Carry on the passage characterizing curcumin-loaded PCL scaffolds, starting after its final sentence.

▸ SOURCE DOCUMENT:
_ _ _ _ _ _ _

The SEM images of pure curcumin powder, blank, and curcumin-loaded scaffolds (7%, w/w) are shown in Figure 4. Both blank scaffolds (Figure 4a,b) and curcumin-loaded scaffold (Figure 4c,d) showed micropores on the surfaces, which possibly resulted from the FDM printing process. Figure 4e,f displayed the curcumin powder crystallite. Compared to the blank scaffold (Figure 4a), curcumin-loaded scaffolds (Figure 4c) had a rougher surface. In the SEM topography with 500× magnification (Figure 4d), the curcumin-loaded scaffold showed some particles, which may be drug crystallite that remained on the surface and awaits further investigation by XRD.
To investigate potential interactions of curcumin with PCL matrix, the PA-FTIR spectroscopy was performed on pure curcumin powder, blank, and curcumin-loaded PCL scaffolds (7%, w/w) (Figure 5). The PCL spectra displayed typical FT-IR peaks at ~2947–2866, 1730, 1471–1367, and 1294 cm−1, attributed to stretching vibrations of –CH2, stretching vibrations –C=O, bending vibrations of –CH2, and stretching vibrations of –COO, respectively [34,35]. Curcumin spectra displayed strong absorbances at 1603 and 1633 cm−1 attributed to C=C and –C=O of the aromatic rings [34,36]. The curcumin-loaded scaffold spectra were dominated by PCL peaks with weak curcumin absorptions at 1602 and 1627 cm−1. No chemical bonding between curcumin and PCL was observed. Therefore, curcumin was incorporated in polymer PCL compatibly throughout the formulation development process by HME and 3D printing.
The solid-state of curcumin within the PCL matrix was characterised by XRD. As illustrated in Figure 6, the X-ray patterns of the blank scaffold showed typical peaks of PCL at 21.66° and 23.92° [37,38], while pure curcumin exhibited a series of intense and sharp 2θ peaks at 7.90°, 8.98°, 17.20°, 21.22°, 23.32°, and 24.76° [34], indicating that pure curcumin was highly crystalline. Drug-loaded scaffolds did not display any sharp peaks corresponding to curcumin, indicating that curcumin was predominantly dispersed in the PCL matrix amorphously, and the particles on the scaffold surface (Figure 4d) was either drug-polymer dispersion or the amount of drug crystalline was below the sensitivity of detection.
DSC and TGA investigated the distribution of curcumin within the PCL matrix and the effects of the drug on the thermal behaviour of the polymer. As shown in Figure 7, the DSC thermogram for pure curcumin showed an endothermic peak at 184.5 °C corresponding to the melting point of curcumin crystalline [39,40]. The blank and curcumin-loaded PCL scaffolds showed the same melting temperature around 61.5–62.0 °C [41] and no Tm peak of curcumin was observed in the curcumin-loaded PCL scaffold thermogram, suggesting that the majority of the drug was dispersed amorphously in the PCL scaffold and the amount of crystalline curcumin was negligible.

_ _ _ _ _ _ _

▸ SOURCE INFORMATION:
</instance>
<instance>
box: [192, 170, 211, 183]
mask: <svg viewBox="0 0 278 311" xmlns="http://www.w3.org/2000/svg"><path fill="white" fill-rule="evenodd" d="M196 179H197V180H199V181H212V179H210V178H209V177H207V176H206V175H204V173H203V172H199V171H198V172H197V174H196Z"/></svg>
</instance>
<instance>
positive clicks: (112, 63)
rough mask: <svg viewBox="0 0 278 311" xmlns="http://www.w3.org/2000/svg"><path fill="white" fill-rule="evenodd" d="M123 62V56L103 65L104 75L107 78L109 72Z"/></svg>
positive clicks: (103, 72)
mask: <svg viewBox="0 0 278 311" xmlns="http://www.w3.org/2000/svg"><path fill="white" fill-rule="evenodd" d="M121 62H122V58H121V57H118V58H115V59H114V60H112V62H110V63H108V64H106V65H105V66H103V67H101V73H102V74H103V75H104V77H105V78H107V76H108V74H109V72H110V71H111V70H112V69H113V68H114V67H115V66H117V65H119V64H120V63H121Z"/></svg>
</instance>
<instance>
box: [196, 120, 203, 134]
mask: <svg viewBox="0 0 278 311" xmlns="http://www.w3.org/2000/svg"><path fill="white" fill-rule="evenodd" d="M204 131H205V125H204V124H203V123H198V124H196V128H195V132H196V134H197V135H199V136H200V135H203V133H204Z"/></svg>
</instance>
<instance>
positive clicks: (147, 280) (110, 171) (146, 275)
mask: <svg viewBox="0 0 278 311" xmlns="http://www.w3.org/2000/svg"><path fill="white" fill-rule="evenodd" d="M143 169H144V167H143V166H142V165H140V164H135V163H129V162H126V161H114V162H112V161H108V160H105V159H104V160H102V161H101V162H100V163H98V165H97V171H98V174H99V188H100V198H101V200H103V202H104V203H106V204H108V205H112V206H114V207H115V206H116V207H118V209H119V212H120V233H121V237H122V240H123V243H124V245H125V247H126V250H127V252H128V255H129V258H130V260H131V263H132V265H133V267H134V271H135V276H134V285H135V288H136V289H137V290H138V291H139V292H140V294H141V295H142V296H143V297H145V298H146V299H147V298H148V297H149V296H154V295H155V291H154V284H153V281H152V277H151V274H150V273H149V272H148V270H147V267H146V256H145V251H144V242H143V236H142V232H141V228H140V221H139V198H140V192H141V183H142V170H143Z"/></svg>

_ _ _ _ _ _ _

▸ RESPONSE BELOW:
TGA was performed to investigate the thermostability of curcumin and PCL in the scaffolds. TGA thermogram and derivative thermogravimetric (DTG) graphs (Figure 8a,b) displayed a gradual weight loss of curcumin starting from 220 °C and peaked at 295 °C. The weight losses of blank and curcumin-loaded PCL both started from around 325 °C due to thermal degradation of PCL [42] and peaked at 400 °C with approximately half of their initial weight loss. For the curcumin-loaded PCL scaffold, no extra weight loss was observed from 220 °C to 295 °C compared to the blank PCL scaffold. As such, PCL enhanced the thermal stability of curcumin. During the scaffold manufacturing process, elevated temperatures were applied to raw materials, for which HME 3D printing temperature was 95 °C and 3D printing was 130 °C. Therefore, curcumin and PCL were thermally stable during the scaffold manufacturing process via HME and 3D printing, and the PCL matrix offered thermal protection for curcumin.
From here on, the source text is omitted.